Task details:
Reproduce the entries exactly.

Records shown:
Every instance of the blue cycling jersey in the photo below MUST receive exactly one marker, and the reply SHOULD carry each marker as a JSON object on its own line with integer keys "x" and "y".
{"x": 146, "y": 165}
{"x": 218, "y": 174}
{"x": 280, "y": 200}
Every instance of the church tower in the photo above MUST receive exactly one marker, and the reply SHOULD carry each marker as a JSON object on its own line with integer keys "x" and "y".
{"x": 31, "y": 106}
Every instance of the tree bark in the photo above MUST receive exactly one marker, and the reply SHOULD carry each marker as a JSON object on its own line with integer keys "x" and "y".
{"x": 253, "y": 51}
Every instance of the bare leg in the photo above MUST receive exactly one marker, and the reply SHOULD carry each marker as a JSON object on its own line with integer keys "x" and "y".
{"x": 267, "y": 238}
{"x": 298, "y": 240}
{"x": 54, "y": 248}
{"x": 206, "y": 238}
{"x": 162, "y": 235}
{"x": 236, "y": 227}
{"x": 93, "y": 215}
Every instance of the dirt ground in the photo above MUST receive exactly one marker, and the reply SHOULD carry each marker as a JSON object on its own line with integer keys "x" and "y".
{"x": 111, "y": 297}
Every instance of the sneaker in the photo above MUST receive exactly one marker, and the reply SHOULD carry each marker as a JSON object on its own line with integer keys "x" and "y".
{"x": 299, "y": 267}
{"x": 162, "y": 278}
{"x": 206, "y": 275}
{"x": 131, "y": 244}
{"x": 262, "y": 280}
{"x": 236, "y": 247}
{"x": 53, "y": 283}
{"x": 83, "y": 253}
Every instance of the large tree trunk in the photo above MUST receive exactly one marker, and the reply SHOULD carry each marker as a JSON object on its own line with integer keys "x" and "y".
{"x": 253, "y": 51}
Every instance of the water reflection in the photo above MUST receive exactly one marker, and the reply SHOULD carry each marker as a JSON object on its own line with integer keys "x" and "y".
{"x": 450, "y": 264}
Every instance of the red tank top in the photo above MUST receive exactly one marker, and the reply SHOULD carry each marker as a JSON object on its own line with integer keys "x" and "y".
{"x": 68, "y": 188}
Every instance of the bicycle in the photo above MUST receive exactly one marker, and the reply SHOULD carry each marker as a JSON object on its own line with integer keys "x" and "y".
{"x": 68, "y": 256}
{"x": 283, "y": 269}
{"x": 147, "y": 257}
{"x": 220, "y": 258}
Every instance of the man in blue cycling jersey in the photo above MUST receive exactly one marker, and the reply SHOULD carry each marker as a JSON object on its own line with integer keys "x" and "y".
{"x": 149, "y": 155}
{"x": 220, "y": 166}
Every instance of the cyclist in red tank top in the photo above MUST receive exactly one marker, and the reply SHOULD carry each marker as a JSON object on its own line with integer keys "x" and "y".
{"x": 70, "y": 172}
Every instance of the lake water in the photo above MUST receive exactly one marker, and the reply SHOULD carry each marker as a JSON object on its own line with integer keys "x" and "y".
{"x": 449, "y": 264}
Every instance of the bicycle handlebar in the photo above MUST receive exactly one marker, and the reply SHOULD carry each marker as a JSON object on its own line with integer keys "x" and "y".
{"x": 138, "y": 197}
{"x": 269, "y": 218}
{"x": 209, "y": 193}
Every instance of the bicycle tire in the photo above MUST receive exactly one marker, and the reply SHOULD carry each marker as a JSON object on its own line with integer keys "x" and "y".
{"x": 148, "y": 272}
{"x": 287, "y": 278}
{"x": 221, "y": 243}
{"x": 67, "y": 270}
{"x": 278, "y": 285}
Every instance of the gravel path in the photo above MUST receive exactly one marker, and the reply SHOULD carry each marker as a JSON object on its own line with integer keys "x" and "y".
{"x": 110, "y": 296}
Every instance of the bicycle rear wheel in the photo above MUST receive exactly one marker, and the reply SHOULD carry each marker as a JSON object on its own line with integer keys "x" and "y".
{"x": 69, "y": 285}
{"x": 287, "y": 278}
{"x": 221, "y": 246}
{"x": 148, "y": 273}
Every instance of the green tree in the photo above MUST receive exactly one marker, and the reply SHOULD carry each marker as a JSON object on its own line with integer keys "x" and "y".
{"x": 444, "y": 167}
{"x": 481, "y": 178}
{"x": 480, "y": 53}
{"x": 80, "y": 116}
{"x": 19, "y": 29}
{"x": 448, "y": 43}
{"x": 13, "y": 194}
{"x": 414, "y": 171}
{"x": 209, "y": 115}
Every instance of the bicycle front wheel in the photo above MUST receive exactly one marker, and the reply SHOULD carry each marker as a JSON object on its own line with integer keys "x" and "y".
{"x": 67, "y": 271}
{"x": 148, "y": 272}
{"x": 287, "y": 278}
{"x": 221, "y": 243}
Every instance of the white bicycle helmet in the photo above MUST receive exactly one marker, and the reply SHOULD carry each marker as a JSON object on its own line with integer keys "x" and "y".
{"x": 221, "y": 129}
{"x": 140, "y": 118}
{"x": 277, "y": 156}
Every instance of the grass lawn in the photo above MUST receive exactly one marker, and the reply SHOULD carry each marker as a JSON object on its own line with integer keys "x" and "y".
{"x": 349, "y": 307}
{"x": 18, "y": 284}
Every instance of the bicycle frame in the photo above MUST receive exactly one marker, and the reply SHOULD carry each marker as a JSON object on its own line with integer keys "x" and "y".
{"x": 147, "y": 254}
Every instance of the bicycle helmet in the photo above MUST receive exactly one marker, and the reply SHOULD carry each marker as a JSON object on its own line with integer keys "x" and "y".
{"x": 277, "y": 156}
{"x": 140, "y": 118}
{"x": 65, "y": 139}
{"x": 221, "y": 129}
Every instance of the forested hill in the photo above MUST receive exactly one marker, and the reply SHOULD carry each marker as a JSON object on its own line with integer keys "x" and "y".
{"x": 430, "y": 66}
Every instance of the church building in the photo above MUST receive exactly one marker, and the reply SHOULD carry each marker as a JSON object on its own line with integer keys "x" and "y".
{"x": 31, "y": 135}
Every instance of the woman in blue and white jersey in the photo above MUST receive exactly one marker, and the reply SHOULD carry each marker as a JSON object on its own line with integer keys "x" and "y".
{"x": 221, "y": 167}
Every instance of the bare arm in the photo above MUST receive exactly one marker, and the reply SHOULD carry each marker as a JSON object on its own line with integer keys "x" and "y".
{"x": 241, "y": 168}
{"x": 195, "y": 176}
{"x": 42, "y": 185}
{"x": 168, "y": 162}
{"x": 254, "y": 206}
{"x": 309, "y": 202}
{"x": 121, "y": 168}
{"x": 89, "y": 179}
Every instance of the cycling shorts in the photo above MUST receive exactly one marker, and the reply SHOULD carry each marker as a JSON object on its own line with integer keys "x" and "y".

Finished exercise:
Every instance of the blue cycling jersey in the photo below MUST receive exactly one marker, and the reply SHOULD carry each marker as a JSON object on its own line with integer keys "x" and "y".
{"x": 146, "y": 165}
{"x": 218, "y": 174}
{"x": 280, "y": 200}
Every instance of the church tower in the photo above MUST receive exactly one marker, and the reply SHOULD carry each marker as a JSON object on its own line with integer keys "x" and "y".
{"x": 31, "y": 106}
Every instance of the tree bark in the photo above MUST receive exactly one marker, and the reply SHOULD carry each marker as a JSON object on its own line with integer keys "x" and "y".
{"x": 253, "y": 51}
Every instance of the bare leg in the photo above MUST receive exactly one marker, and the reply SHOULD carry each marker as a JSON object on its own line with integer keys "x" and "y".
{"x": 267, "y": 238}
{"x": 298, "y": 240}
{"x": 54, "y": 248}
{"x": 206, "y": 238}
{"x": 162, "y": 235}
{"x": 236, "y": 227}
{"x": 93, "y": 215}
Every instance of the dirt ground in the photo above MUST receive exactly one marker, and the reply SHOULD carry each marker as a JSON object on its own line with integer keys "x" and "y".
{"x": 111, "y": 297}
Every instance of the sneaker in the photo above MUST receive exactly one marker, and the reply SHOULD carry each marker as a JSON object on its own line with integer keys "x" and "y".
{"x": 299, "y": 267}
{"x": 162, "y": 278}
{"x": 206, "y": 275}
{"x": 131, "y": 244}
{"x": 262, "y": 280}
{"x": 236, "y": 247}
{"x": 53, "y": 283}
{"x": 83, "y": 253}
Every instance of the large tree trunk in the photo above MUST receive exactly one marker, and the reply SHOULD carry each marker as a JSON object on its own line with integer keys "x" and "y".
{"x": 253, "y": 51}
Every instance of the water reflection in the photo above MUST receive exactly one marker, and the reply SHOULD carry each marker as a JSON object on its own line with integer keys "x" and "y".
{"x": 450, "y": 264}
Every instance of the red tank top in the photo above MUST receive exactly one marker, and the reply SHOULD carry each marker as a JSON object on its own line with integer keys "x" and "y".
{"x": 68, "y": 188}
Every instance of the bicycle in the photo above MUST receive exactly one marker, and the reply SHOULD carry each marker as a JSON object on its own line with integer keys "x" and "y".
{"x": 68, "y": 256}
{"x": 283, "y": 269}
{"x": 147, "y": 257}
{"x": 220, "y": 258}
Every instance of the man in blue cycling jersey in the photo above MUST receive exactly one marker, and the reply SHOULD carry each marker as a JSON object on its own line with integer keys "x" and "y".
{"x": 149, "y": 155}
{"x": 220, "y": 166}
Every instance of the cyclist in red tank top in the photo above MUST receive exactly one marker, and the reply SHOULD carry each marker as a JSON object on its own line with integer keys "x" and "y".
{"x": 70, "y": 172}
Every instance of the lake water in the photo above MUST receive exactly one marker, and the reply SHOULD carry each marker as a JSON object on its own line with integer keys "x" and "y".
{"x": 449, "y": 264}
Every instance of the bicycle handlebar in the photo above MUST receive exactly one marker, and the reply SHOULD carry each marker as a JSON object on its own line with integer keys "x" and "y".
{"x": 138, "y": 197}
{"x": 269, "y": 218}
{"x": 209, "y": 193}
Every instance of the bicycle tire in the photo above MUST receive exactly one marker, and the reply SHOULD carry each marker as a JSON object on its own line with integer keys "x" and "y".
{"x": 148, "y": 272}
{"x": 287, "y": 278}
{"x": 221, "y": 243}
{"x": 67, "y": 270}
{"x": 278, "y": 285}
Every instance of the gravel path in the photo above MUST receive exactly one marker, and the reply SHOULD carry each marker as a JSON object on its own line with integer keys "x" and "y".
{"x": 110, "y": 296}
Every instance of the bicycle rear wheel in the photo above MUST receive exactly one marker, and the reply SHOULD carry each marker as a JSON object on its own line with integer keys "x" and "y".
{"x": 69, "y": 285}
{"x": 287, "y": 278}
{"x": 221, "y": 246}
{"x": 148, "y": 273}
Every instance of the green tree in the photo above MUST receive exactly one marker, and the reply SHOULD carry each marker as a JSON object on its own line with integer keys "x" and "y".
{"x": 444, "y": 167}
{"x": 481, "y": 178}
{"x": 480, "y": 53}
{"x": 80, "y": 116}
{"x": 19, "y": 29}
{"x": 448, "y": 43}
{"x": 13, "y": 194}
{"x": 414, "y": 171}
{"x": 209, "y": 115}
Every instance of the bicycle front wheel in the photo above MUST receive exactly one marker, and the reply SHOULD carry each marker as a JSON object on its own line with integer keys "x" and "y".
{"x": 67, "y": 271}
{"x": 148, "y": 272}
{"x": 287, "y": 278}
{"x": 221, "y": 243}
Every instance of the white bicycle helmet in the photo above MUST receive exactly one marker, and the reply SHOULD carry each marker as a JSON object on its own line with integer keys "x" and "y".
{"x": 221, "y": 129}
{"x": 140, "y": 118}
{"x": 277, "y": 156}
Every instance of the grass lawn in the photo above MUST receive exactly one marker, and the reply SHOULD carry each marker as a JSON object on its own line with integer keys "x" and "y".
{"x": 349, "y": 307}
{"x": 18, "y": 284}
Every instance of the bicycle frame in the photo above MUST receive exactly one marker, and the reply SHOULD carry each marker as a JSON object on its own line with integer keys "x" and "y".
{"x": 147, "y": 254}
Every instance of the bicycle helmet in the photo above MUST receive exactly one marker, and the reply SHOULD carry each marker as a JSON object on its own line with integer keys "x" and "y".
{"x": 277, "y": 156}
{"x": 140, "y": 118}
{"x": 65, "y": 139}
{"x": 221, "y": 129}
Every instance of the forested hill in the photo above MUST receive exactly one marker, and the reply SHOULD carry each marker as a JSON object on its own line with integer keys "x" and "y".
{"x": 430, "y": 66}
Every instance of the church building in the photo above MUST receive exactly one marker, and the reply SHOULD carry each marker as a JSON object on its own line with integer keys "x" and "y".
{"x": 31, "y": 135}
Every instance of the woman in blue and white jersey in the photo above MUST receive exactly one marker, and the reply SHOULD carry each marker as a JSON object on its own line with integer keys "x" and "y".
{"x": 221, "y": 167}
Every instance of the bare arm in the photo above MUST receive exactly one marker, and the reply SHOULD carry each marker as a JSON object on its own line with integer keys "x" and "y".
{"x": 241, "y": 168}
{"x": 195, "y": 176}
{"x": 42, "y": 185}
{"x": 168, "y": 162}
{"x": 254, "y": 206}
{"x": 309, "y": 202}
{"x": 121, "y": 168}
{"x": 89, "y": 179}
Every instance of the cycling shorts in the photo above MUST receive exactly one marker, and the reply SHOULD carry each marker as a JSON object on its own line with integer keys "x" and "y".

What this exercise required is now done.